WHAT NEEDS TO BE DONE: Give all the data again exactly.
Start of Block
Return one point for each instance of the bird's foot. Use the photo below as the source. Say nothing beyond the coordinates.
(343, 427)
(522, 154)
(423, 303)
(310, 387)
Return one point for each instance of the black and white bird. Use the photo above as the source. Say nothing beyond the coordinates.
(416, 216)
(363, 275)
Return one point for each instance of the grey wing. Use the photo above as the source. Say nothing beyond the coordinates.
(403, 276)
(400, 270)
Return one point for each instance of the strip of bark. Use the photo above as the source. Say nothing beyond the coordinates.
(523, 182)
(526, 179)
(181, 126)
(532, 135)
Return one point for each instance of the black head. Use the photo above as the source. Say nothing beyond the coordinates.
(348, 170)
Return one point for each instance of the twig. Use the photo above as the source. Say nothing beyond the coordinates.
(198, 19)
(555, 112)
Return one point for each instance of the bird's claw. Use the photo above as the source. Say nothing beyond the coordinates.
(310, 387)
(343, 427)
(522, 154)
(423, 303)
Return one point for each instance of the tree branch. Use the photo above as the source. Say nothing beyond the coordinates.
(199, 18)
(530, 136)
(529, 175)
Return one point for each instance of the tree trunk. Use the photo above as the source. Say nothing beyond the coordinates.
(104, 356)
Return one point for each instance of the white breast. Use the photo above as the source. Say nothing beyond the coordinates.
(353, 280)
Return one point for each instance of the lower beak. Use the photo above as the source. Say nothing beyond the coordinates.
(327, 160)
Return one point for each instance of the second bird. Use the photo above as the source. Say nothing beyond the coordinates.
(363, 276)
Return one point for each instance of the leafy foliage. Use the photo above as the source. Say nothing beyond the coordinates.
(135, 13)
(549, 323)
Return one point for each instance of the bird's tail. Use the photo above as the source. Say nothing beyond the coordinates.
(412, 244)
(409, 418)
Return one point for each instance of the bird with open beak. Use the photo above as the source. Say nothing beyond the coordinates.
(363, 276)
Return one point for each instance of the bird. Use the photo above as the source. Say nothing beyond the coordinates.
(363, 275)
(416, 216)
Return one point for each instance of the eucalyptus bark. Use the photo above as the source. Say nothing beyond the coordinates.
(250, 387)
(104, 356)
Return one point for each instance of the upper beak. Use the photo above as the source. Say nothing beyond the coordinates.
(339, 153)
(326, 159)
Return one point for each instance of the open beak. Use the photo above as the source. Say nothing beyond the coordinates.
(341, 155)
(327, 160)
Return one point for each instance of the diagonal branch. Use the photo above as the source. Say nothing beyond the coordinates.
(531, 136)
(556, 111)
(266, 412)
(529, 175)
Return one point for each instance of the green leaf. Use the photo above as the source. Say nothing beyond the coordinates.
End of Block
TASK OUTPUT:
Return one point for each instance of the bird's foot. Use the photo below as the source. Say nothing beyond the coordinates.
(343, 427)
(522, 154)
(423, 303)
(310, 387)
Return one point for each instance of the black and white bird. Use the photo above as the source. Say nothing beyond the coordinates.
(416, 216)
(363, 275)
Return one point for each instance of the grey wing. Use the photo above as the source. Say nothing beyond the coordinates.
(403, 276)
(400, 270)
Return one point for each instance of the strip of bark. Use the photo above as the source. Say nothing beyond the coordinates.
(523, 182)
(526, 179)
(181, 126)
(532, 135)
Return one point for each instance of the black head. Use the photo above as the source. Say nothing beyond the coordinates.
(348, 170)
Return one point for each instance of the twig. Use the photo above as the source. Say nothing beyond the coordinates.
(198, 19)
(555, 112)
Return one point for each instance of the bird's claw. Use the photo above as the source. Say nothing beyond the coordinates.
(310, 387)
(343, 427)
(522, 154)
(423, 303)
Return one point for each instance of the tree branch. Use the photo above as the source. Say nothing beyond the coordinates.
(199, 18)
(530, 136)
(529, 175)
Return one point for each instance of the tree trunk. Use the photo above as the source. Say nothing beyond the coordinates.
(104, 356)
Return one point for each instance of the white breast. Use the photo above as the source. Say nothing beyond the coordinates.
(353, 280)
Return one point for each instance of the lower beak. Use the photo above as the source. Say nothing beyond the coordinates.
(327, 160)
Return one point for each instance of the second bird. Use the photo above as the source. Say nothing beyond the coordinates.
(363, 276)
Return one point for each instance of the leafy foliage. Use the photo above as the source. Say nothing beyond the coordinates.
(135, 13)
(549, 323)
Return one point for each instance of the bird's tail. Use the photo above as the source. Say nothing beyond the coordinates.
(412, 244)
(409, 418)
Return one point for each instance of the bird with open beak. Use the photo above as the source. Say nothing beyond the coordinates.
(363, 276)
Return one point for each instance of the bird. Use the photo above as the source. Say nothing beyond the coordinates.
(363, 275)
(416, 216)
Return one point for each instance of the eucalyptus bark. Use the photo above as the source. Say nothing beyond the coordinates.
(250, 387)
(104, 356)
Return one point for each instance of the upper beak. Use the photo above as the source. Say nothing beyond the coordinates.
(339, 153)
(326, 159)
Return one point for each instance of the open beak. Use the photo above as the source. Say nothing beyond the coordinates.
(341, 155)
(327, 160)
Return one point for each instance of the diagonal branch. Use the photo above as the source. Say nothing beyond the coordinates.
(531, 136)
(556, 111)
(266, 412)
(529, 175)
Return one point for each instance of the green leaf. Use the photo above as the source. Say nothing beyond the coordinates.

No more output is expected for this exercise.